▶ BRIEF: Can you render the lines below as a Markdown table with the columns Row and Line, skipping any blank lines? Begin at the line that has "indicate the white stripe" and stop after the final line.

Items from a data source
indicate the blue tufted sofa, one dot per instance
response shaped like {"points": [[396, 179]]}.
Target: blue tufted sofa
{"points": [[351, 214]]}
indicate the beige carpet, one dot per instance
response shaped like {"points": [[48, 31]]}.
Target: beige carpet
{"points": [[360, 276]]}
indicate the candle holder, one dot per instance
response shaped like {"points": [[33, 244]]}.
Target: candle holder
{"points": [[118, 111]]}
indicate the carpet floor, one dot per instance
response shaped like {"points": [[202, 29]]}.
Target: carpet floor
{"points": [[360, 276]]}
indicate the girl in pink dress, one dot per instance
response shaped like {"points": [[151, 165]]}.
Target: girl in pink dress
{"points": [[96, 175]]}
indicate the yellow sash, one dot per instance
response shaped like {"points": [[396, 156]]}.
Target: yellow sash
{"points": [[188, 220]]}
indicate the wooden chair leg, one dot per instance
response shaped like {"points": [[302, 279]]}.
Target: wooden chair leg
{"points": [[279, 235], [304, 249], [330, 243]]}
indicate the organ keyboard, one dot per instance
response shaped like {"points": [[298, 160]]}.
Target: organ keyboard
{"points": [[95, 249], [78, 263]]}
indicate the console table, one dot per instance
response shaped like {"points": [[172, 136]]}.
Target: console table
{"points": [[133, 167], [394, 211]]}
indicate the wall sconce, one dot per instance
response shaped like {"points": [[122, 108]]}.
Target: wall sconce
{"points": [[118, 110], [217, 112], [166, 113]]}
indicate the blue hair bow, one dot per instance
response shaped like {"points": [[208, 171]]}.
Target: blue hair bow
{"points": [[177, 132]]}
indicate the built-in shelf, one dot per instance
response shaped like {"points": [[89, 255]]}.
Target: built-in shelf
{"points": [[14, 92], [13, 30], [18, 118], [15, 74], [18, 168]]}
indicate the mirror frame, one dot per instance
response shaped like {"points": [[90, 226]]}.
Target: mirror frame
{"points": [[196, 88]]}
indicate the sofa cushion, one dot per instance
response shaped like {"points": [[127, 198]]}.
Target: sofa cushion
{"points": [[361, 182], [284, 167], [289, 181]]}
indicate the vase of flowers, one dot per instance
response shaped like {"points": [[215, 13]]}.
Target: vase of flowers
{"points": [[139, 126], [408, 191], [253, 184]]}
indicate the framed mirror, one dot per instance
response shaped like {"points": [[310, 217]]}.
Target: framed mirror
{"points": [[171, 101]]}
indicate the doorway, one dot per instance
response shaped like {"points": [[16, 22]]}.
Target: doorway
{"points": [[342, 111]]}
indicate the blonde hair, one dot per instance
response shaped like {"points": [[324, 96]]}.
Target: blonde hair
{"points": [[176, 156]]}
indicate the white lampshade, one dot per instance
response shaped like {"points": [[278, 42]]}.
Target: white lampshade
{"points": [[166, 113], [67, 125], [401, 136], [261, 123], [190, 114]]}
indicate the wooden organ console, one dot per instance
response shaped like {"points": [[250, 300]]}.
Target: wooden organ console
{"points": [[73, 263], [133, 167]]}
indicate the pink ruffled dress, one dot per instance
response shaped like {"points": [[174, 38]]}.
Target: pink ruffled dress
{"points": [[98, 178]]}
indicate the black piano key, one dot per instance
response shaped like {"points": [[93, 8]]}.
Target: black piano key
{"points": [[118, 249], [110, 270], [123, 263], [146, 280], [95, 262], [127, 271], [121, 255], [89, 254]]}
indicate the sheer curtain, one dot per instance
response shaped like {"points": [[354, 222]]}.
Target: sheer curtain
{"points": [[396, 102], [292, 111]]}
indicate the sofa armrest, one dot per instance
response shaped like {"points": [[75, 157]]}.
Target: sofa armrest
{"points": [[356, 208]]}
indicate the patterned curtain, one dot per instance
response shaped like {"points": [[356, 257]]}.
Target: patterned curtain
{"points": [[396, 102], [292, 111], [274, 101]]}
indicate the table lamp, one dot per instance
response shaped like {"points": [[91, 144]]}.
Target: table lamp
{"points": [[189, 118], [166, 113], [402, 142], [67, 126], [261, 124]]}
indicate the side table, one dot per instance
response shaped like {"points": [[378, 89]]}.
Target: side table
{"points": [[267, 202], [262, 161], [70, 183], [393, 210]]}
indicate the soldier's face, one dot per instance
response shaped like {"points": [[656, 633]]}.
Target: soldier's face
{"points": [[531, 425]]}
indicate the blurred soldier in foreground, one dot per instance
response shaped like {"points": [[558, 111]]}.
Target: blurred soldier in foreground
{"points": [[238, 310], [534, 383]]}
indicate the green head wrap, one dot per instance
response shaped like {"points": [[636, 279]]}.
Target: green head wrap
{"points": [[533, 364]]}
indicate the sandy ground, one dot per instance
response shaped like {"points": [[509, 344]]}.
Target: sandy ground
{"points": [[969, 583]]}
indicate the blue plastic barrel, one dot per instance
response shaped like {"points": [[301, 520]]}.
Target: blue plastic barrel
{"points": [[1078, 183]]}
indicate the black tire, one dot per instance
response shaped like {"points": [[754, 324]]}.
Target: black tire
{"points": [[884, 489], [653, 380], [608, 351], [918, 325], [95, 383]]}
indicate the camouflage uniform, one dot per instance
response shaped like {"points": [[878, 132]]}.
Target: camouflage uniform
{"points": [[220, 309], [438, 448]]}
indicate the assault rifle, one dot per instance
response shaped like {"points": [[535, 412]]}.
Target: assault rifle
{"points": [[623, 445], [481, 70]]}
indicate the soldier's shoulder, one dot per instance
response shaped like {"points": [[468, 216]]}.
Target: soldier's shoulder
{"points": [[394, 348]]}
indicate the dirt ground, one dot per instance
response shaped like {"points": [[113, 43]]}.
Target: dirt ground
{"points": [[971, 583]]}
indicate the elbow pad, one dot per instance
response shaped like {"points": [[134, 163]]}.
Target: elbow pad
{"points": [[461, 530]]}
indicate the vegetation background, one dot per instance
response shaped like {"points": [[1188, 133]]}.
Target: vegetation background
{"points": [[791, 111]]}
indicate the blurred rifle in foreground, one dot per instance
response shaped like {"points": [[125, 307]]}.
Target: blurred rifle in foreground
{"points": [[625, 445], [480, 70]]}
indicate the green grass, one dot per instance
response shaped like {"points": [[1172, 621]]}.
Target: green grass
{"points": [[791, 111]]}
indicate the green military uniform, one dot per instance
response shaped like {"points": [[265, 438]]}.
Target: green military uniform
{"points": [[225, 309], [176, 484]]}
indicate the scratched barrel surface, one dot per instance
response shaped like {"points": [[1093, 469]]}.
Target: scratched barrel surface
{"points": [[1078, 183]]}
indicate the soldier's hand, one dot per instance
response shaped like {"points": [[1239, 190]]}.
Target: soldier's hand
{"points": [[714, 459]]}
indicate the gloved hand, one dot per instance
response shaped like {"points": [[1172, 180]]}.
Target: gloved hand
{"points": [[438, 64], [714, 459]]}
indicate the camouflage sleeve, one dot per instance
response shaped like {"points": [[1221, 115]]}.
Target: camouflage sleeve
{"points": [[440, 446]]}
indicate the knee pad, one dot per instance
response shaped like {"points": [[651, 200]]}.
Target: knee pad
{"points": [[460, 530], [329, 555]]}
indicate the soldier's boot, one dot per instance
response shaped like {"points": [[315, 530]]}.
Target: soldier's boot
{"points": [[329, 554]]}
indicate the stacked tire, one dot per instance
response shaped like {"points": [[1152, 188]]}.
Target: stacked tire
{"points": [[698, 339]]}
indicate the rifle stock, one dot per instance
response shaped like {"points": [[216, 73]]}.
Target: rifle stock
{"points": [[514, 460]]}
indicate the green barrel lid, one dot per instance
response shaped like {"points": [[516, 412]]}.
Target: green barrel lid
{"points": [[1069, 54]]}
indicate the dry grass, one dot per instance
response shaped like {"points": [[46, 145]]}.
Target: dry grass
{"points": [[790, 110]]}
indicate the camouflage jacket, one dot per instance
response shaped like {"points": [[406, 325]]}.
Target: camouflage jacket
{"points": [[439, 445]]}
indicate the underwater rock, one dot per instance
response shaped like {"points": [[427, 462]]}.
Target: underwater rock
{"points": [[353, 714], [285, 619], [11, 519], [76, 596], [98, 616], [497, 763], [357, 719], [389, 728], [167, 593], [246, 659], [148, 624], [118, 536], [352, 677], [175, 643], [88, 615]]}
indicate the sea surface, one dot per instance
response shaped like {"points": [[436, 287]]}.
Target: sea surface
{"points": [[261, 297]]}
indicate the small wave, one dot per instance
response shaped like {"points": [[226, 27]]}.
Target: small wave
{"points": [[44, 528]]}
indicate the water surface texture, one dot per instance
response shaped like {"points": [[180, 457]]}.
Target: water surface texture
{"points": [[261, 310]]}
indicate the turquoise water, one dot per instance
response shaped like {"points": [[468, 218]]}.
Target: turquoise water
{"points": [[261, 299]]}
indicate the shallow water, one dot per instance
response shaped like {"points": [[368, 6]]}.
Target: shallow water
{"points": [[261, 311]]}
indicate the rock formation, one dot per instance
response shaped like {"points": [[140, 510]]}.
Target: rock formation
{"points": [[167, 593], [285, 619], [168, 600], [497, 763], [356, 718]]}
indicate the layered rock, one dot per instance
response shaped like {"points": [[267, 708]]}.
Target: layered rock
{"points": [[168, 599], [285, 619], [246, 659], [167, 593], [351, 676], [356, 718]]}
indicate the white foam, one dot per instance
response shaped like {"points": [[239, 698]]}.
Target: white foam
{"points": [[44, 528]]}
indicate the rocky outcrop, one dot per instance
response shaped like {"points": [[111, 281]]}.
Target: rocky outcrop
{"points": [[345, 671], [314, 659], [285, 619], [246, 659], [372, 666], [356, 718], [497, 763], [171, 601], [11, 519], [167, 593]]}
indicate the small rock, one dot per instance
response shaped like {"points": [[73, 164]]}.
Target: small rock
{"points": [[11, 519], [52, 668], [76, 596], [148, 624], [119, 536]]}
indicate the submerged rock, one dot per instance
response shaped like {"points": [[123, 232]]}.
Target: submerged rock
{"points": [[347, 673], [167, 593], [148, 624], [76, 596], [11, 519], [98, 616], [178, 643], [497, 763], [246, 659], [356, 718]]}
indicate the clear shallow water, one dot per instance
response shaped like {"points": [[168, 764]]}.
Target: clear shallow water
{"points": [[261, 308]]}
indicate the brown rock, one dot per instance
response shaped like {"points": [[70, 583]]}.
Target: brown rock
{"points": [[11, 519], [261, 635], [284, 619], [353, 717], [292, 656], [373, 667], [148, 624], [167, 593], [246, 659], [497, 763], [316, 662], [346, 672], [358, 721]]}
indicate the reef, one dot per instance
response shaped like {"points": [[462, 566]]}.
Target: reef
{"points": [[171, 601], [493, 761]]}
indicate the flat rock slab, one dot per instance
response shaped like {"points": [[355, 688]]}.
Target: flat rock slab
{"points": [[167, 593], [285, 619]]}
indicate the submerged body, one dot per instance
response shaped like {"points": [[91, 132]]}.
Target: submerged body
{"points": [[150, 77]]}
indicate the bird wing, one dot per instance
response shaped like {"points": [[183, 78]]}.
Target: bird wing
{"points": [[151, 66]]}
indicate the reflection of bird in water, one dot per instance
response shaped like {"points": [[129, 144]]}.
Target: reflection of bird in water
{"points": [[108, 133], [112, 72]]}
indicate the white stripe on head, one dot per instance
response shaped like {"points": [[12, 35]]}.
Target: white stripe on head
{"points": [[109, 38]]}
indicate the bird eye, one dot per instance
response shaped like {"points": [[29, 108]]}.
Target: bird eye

▶ SOLUTION TO THIS PROBLEM:
| Row | Line |
|---|---|
| 1 | indicate the white stripe on head, one dot per instance |
| 2 | response shaped like {"points": [[12, 35]]}. |
| 3 | Target: white stripe on head |
| 4 | {"points": [[109, 38]]} |
| 5 | indicate the bird eye, one dot per instance |
| 6 | response shaped like {"points": [[29, 108]]}. |
| 7 | Target: bird eye |